start Dataset extract

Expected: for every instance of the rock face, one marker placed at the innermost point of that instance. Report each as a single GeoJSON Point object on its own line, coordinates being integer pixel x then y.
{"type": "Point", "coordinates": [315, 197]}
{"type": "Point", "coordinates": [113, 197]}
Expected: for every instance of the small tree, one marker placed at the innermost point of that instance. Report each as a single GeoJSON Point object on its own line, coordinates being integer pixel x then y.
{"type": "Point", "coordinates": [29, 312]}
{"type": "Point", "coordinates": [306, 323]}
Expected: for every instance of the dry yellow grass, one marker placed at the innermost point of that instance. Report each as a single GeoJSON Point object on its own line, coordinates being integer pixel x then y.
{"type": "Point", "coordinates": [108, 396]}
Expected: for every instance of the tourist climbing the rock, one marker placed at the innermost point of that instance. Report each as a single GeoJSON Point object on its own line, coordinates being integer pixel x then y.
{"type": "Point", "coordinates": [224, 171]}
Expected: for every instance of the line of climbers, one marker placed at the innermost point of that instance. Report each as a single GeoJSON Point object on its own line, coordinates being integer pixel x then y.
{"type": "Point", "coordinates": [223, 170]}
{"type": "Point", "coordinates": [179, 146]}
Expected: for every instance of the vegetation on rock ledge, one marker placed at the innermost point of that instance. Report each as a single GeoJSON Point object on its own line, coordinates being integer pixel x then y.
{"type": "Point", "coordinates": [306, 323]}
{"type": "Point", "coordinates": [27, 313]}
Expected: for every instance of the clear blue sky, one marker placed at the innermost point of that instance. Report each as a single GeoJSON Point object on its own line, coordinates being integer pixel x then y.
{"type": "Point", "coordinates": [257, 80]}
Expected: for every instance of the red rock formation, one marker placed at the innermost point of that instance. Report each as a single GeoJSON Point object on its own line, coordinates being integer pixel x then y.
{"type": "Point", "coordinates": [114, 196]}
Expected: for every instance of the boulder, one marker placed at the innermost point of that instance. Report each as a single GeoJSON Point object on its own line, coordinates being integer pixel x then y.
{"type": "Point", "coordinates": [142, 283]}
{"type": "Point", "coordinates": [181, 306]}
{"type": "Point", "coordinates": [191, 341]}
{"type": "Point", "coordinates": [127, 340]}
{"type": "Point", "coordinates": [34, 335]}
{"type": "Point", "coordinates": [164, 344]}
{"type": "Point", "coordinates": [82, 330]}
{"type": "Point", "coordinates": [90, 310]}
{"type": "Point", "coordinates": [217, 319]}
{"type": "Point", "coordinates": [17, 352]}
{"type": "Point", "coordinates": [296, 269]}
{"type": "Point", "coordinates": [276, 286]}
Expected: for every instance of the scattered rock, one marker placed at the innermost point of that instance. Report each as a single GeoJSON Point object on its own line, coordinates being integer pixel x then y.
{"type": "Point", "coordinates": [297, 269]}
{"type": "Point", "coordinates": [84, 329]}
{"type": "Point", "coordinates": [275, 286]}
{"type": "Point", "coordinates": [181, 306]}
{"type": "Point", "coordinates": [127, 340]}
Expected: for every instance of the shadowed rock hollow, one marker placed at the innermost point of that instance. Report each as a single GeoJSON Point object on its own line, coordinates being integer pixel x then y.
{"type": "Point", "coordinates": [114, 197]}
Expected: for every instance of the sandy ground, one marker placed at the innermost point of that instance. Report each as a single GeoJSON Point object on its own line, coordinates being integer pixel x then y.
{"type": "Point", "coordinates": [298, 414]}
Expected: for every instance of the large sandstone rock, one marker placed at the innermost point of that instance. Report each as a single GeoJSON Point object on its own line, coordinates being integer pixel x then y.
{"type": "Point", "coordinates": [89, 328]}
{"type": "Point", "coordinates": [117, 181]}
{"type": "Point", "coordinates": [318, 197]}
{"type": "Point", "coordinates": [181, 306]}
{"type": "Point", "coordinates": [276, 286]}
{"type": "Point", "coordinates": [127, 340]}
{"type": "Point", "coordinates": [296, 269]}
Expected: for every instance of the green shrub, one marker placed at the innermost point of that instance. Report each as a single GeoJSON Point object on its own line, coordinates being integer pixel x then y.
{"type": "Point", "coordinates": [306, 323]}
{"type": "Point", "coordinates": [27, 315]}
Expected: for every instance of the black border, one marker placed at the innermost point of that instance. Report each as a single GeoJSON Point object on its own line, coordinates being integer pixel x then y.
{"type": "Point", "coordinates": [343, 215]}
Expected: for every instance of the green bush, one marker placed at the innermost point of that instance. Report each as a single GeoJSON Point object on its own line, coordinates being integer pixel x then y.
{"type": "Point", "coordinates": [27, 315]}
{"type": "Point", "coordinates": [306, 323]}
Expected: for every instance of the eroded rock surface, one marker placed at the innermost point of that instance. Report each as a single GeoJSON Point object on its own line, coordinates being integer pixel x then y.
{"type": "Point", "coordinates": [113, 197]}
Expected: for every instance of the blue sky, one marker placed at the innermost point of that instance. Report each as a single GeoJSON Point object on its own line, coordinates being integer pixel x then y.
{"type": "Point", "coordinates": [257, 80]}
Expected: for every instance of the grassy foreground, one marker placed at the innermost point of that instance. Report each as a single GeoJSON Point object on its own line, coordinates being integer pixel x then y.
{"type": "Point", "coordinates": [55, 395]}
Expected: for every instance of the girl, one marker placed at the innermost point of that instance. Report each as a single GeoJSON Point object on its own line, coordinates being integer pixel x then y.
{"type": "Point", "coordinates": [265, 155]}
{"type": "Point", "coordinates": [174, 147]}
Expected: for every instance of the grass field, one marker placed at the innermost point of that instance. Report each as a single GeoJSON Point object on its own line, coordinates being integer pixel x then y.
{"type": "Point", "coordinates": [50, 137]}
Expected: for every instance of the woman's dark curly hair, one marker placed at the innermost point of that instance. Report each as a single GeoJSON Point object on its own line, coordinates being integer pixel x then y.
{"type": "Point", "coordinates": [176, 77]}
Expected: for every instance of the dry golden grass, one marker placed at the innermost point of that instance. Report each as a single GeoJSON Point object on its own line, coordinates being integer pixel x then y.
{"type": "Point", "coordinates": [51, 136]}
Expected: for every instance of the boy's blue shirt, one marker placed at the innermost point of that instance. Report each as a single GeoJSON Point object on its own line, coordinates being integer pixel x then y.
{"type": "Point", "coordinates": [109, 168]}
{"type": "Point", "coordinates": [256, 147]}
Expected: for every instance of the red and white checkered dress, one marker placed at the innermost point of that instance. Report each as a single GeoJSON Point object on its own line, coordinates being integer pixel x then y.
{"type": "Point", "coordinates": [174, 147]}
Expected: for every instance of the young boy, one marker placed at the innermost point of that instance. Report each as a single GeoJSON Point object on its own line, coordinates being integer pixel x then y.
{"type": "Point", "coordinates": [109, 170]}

end Dataset extract

Exercise prompt ▸ Repeat every entry exactly, please.

Final answer ▸
Expected: for every instance of the rock face, one marker placed at the innermost point of that instance. Report each as a single GeoJSON Point object on its own line, coordinates being integer pixel x then y.
{"type": "Point", "coordinates": [315, 197]}
{"type": "Point", "coordinates": [113, 197]}
Expected: for every instance of the small tree, one marker placed at the innermost point of that instance. Report each as a single GeoJSON Point object on its own line, coordinates being integer pixel x then y.
{"type": "Point", "coordinates": [29, 312]}
{"type": "Point", "coordinates": [306, 323]}
Expected: for every instance of the dry yellow grass, one marker placed at the innermost point of that instance. Report each as a single GeoJSON Point object on its own line, coordinates being integer pixel x then y.
{"type": "Point", "coordinates": [108, 396]}
Expected: for every instance of the tourist climbing the rock, one marker placed at the innermost point of that instance. Report each as a single GeoJSON Point object on its own line, coordinates being integer pixel x then y.
{"type": "Point", "coordinates": [224, 171]}
Expected: for every instance of the line of climbers, one marker placed at the innermost point of that instance. Report each as a single GeoJSON Point object on its own line, coordinates being integer pixel x then y.
{"type": "Point", "coordinates": [223, 170]}
{"type": "Point", "coordinates": [179, 146]}
Expected: for every instance of the vegetation on rock ledge, one marker placed at the innermost point of that instance. Report each as a single GeoJSON Point object on its own line, coordinates being integer pixel x then y.
{"type": "Point", "coordinates": [306, 323]}
{"type": "Point", "coordinates": [27, 313]}
Expected: for every instance of the clear blue sky, one marker placed at the innermost point of that instance. Report each as a single GeoJSON Point object on its own line, coordinates being integer pixel x then y.
{"type": "Point", "coordinates": [257, 80]}
Expected: for every instance of the red rock formation, one marker placed at the innermost point of that instance. Report each as a single GeoJSON Point object on its own line, coordinates being integer pixel x then y.
{"type": "Point", "coordinates": [114, 196]}
Expected: for every instance of the boulder, one marker placed at the innermost point of that instance. Report each as a single GeoJSON Point object on its own line, coordinates being integer pixel x then y.
{"type": "Point", "coordinates": [142, 283]}
{"type": "Point", "coordinates": [181, 306]}
{"type": "Point", "coordinates": [191, 341]}
{"type": "Point", "coordinates": [127, 340]}
{"type": "Point", "coordinates": [34, 335]}
{"type": "Point", "coordinates": [164, 344]}
{"type": "Point", "coordinates": [82, 330]}
{"type": "Point", "coordinates": [90, 310]}
{"type": "Point", "coordinates": [217, 319]}
{"type": "Point", "coordinates": [17, 352]}
{"type": "Point", "coordinates": [296, 269]}
{"type": "Point", "coordinates": [276, 286]}
Expected: for every instance of the scattered rock, one marker placed at the innermost point of that instance. Report each as a single GeoJSON Point object on its own line, coordinates being integer pixel x then y.
{"type": "Point", "coordinates": [297, 269]}
{"type": "Point", "coordinates": [84, 329]}
{"type": "Point", "coordinates": [275, 286]}
{"type": "Point", "coordinates": [181, 306]}
{"type": "Point", "coordinates": [127, 340]}
Expected: for every instance of the shadowed rock hollow, one marker placed at the innermost point of that instance. Report each as a single GeoJSON Point object on its own line, coordinates being integer pixel x then y.
{"type": "Point", "coordinates": [114, 197]}
Expected: for every instance of the sandy ground, one marker placed at the innermost point of that instance. Report each as a single GeoJSON Point object on its own line, coordinates being integer pixel x then y.
{"type": "Point", "coordinates": [298, 414]}
Expected: for every instance of the large sandstone rock, one marker placed at the innermost point of that instance. Report each as a single GeoJSON Point object on its own line, coordinates being integer pixel x then y.
{"type": "Point", "coordinates": [89, 328]}
{"type": "Point", "coordinates": [117, 181]}
{"type": "Point", "coordinates": [318, 197]}
{"type": "Point", "coordinates": [181, 306]}
{"type": "Point", "coordinates": [276, 286]}
{"type": "Point", "coordinates": [127, 340]}
{"type": "Point", "coordinates": [296, 269]}
Expected: for every instance of the green shrub, one marker placed at the innermost point of that instance. Report each as a single GeoJSON Point object on its own line, coordinates being integer pixel x then y.
{"type": "Point", "coordinates": [306, 323]}
{"type": "Point", "coordinates": [27, 315]}
Expected: for every instance of the black border, one marker placed at the innermost point of that instance. Report each as a single GeoJSON Point object on its own line, coordinates being integer pixel x then y.
{"type": "Point", "coordinates": [343, 215]}
Expected: for every instance of the green bush, one marker placed at the innermost point of that instance. Report each as a single GeoJSON Point object on its own line, coordinates being integer pixel x then y.
{"type": "Point", "coordinates": [27, 315]}
{"type": "Point", "coordinates": [306, 323]}
Expected: for every instance of the eroded rock surface, one marker placed at the innermost point of that instance. Report each as a single GeoJSON Point object on its own line, coordinates being integer pixel x then y.
{"type": "Point", "coordinates": [113, 197]}
Expected: for every instance of the blue sky, one marker placed at the innermost point of that instance. Report each as a single GeoJSON Point object on its own line, coordinates being integer pixel x then y.
{"type": "Point", "coordinates": [257, 80]}
Expected: for every instance of the grassy foreground, one marker placed at the innermost point of that instance. Report each as a single GeoJSON Point object on its own line, coordinates being integer pixel x then y.
{"type": "Point", "coordinates": [55, 395]}
Expected: for every instance of the girl, one marker placed at the innermost point of that instance. Report each as a single GeoJSON Point object on its own line, coordinates being integer pixel x then y.
{"type": "Point", "coordinates": [265, 155]}
{"type": "Point", "coordinates": [174, 147]}
Expected: for every instance of the grass field, one marker placed at the innermost point of that instance. Report each as a single GeoJSON Point object on its own line, coordinates being integer pixel x then y.
{"type": "Point", "coordinates": [50, 137]}
Expected: for every instance of the woman's dark curly hair, one marker placed at the innermost point of that instance. Report each as a single GeoJSON Point object on its own line, coordinates being integer pixel x then y.
{"type": "Point", "coordinates": [176, 77]}
Expected: for every instance of the dry golden grass, one marker placed at the innermost point of that instance. Report each as a single GeoJSON Point object on its own line, coordinates being integer pixel x then y.
{"type": "Point", "coordinates": [51, 136]}
Expected: for every instance of the boy's blue shirt, one marker placed at the innermost point of that instance. Report each as a single GeoJSON Point object on its own line, coordinates being integer pixel x then y.
{"type": "Point", "coordinates": [109, 168]}
{"type": "Point", "coordinates": [256, 147]}
Expected: for every instance of the red and white checkered dress, one marker placed at the innermost point of that instance. Report each as a single GeoJSON Point object on its own line, coordinates being integer pixel x then y.
{"type": "Point", "coordinates": [174, 147]}
Expected: for every instance of the young boy, one marker placed at the innermost point of that instance. Report each as a single GeoJSON Point object on its own line, coordinates being integer pixel x then y.
{"type": "Point", "coordinates": [109, 170]}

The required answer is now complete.